### WHAT IS REQUIRED:
Output the stretch from the line containing "Exercise. Tag every instance of the white sock" through the line containing "(1148, 703)" as a two-column CSV with the headers text and answer, one row per Exercise line, pairing that line with the answer beneath it. Enclose each field in quotation marks and replace any line breaks within a field with spaces.

### SUPPLIED INFORMATION:

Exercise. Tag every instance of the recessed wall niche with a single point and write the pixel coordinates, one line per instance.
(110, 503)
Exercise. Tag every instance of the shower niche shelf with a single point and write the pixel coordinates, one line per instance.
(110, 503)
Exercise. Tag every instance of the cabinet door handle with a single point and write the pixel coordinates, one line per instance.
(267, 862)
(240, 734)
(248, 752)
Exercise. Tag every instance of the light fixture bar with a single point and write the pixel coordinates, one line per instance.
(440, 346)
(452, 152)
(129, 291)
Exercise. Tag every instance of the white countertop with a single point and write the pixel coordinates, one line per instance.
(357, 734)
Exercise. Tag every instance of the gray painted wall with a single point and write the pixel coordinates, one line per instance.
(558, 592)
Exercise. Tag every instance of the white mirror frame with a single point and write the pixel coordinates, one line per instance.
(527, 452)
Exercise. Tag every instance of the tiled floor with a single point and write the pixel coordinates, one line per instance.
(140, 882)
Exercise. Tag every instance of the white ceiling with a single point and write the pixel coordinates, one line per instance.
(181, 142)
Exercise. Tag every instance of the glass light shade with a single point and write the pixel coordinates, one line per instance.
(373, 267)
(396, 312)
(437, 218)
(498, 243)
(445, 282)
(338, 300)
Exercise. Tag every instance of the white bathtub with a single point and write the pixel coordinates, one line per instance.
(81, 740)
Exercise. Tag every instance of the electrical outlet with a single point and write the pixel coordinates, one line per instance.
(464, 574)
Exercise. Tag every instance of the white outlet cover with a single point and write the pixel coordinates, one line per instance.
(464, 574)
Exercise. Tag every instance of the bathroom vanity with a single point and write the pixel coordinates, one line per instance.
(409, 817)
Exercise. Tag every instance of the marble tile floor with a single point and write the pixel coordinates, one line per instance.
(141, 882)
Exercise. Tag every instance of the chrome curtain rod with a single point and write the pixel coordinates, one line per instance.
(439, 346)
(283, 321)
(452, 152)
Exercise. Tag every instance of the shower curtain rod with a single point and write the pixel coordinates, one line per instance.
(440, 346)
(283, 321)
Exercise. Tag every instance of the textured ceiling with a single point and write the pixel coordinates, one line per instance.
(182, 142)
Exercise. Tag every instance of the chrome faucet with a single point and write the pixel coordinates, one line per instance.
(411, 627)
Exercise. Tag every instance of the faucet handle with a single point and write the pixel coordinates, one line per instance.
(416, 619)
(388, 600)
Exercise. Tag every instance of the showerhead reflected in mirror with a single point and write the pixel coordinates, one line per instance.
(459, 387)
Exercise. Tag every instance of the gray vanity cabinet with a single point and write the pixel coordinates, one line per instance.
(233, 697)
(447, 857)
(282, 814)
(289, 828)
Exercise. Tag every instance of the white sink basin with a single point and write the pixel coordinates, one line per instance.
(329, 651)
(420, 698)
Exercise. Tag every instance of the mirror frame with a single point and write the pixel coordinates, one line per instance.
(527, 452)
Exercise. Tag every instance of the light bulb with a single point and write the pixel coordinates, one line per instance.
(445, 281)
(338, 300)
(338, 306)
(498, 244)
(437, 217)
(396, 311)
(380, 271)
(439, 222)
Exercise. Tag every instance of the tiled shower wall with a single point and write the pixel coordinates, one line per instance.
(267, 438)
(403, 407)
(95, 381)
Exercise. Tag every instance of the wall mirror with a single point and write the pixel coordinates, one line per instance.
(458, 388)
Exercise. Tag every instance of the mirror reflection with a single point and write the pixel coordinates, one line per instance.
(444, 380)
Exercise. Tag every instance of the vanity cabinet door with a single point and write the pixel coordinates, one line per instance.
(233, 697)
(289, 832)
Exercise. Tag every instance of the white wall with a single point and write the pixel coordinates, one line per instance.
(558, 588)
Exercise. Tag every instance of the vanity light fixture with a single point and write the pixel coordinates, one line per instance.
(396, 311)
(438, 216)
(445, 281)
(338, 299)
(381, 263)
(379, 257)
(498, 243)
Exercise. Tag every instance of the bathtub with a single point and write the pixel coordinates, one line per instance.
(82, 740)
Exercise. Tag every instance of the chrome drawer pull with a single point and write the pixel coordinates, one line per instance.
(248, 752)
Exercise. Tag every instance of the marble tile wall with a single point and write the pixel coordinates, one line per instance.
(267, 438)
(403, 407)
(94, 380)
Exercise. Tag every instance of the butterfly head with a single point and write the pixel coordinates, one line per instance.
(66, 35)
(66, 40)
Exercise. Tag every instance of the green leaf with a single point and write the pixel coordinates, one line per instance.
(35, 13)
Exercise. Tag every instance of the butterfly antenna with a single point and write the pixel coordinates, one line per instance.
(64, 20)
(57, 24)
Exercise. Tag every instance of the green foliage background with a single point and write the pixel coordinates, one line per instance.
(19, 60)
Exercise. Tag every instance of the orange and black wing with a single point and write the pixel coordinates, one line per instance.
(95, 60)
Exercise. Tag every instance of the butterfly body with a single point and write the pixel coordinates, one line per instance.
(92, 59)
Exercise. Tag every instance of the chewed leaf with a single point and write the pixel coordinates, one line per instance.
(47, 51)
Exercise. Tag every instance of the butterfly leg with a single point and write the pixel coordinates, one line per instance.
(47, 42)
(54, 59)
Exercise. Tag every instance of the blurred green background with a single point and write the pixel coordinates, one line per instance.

* * *

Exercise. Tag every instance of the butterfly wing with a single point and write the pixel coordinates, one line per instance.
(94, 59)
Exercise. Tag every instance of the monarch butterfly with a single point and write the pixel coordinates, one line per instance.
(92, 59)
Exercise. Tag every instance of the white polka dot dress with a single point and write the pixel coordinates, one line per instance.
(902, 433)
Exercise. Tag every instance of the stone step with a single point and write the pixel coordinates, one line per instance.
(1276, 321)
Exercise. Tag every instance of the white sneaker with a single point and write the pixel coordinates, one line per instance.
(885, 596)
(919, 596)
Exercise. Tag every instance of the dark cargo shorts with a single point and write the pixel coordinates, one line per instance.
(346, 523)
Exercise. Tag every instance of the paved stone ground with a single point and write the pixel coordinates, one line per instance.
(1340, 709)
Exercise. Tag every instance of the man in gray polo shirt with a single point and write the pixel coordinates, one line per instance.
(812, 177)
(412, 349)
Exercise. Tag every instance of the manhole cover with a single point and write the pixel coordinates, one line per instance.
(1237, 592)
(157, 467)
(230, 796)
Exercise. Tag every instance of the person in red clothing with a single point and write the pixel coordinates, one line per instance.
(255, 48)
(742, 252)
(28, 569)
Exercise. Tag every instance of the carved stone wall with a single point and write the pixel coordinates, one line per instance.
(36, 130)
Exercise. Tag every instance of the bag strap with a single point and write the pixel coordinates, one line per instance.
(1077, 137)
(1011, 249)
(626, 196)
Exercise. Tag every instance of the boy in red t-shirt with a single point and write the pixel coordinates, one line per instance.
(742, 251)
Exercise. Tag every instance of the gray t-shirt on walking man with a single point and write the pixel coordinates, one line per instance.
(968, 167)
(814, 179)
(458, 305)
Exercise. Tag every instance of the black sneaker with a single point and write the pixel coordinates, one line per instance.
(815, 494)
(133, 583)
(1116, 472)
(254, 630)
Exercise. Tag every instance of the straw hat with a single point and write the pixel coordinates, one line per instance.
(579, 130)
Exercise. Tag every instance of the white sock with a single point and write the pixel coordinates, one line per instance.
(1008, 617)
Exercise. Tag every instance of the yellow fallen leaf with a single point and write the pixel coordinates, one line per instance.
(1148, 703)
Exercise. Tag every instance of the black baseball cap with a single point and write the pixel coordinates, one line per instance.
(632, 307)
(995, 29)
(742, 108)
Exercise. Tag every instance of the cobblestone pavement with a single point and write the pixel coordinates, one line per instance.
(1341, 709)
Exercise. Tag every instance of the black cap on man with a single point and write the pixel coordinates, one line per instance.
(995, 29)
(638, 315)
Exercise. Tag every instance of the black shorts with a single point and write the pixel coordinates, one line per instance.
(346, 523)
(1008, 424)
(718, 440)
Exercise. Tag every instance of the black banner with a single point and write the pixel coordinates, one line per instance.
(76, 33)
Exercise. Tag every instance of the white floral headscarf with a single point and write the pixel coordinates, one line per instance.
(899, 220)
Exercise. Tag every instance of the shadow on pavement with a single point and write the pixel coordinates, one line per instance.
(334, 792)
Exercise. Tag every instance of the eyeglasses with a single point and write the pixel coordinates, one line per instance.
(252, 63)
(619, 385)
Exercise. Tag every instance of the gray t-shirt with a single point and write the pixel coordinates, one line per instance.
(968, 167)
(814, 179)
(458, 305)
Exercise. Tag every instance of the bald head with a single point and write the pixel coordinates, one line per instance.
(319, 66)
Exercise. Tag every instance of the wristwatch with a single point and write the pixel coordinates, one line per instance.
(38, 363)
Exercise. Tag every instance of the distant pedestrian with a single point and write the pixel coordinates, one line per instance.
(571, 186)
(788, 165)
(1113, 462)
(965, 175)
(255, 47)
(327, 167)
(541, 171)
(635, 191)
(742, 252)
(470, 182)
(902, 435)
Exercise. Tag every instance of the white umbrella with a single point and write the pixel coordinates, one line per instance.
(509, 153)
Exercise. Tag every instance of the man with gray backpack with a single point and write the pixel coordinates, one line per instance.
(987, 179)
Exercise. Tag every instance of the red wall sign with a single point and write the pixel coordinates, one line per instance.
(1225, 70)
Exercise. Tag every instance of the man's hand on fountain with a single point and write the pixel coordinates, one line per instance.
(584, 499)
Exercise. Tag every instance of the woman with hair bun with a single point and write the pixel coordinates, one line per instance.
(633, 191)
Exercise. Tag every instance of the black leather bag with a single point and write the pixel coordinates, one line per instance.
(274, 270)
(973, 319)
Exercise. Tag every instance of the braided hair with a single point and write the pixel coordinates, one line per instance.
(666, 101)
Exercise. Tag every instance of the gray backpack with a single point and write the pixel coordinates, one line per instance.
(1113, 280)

### ANSWER FOR THE TASK:
text,answer
"Exercise. Tag every instance of the white sock with a single point and write the pixel coordinates, one line per instance.","(1008, 617)"
"Exercise. Tag every instance of the yellow fallen leaf with a single point and write the pixel coordinates, one line per instance.","(1148, 703)"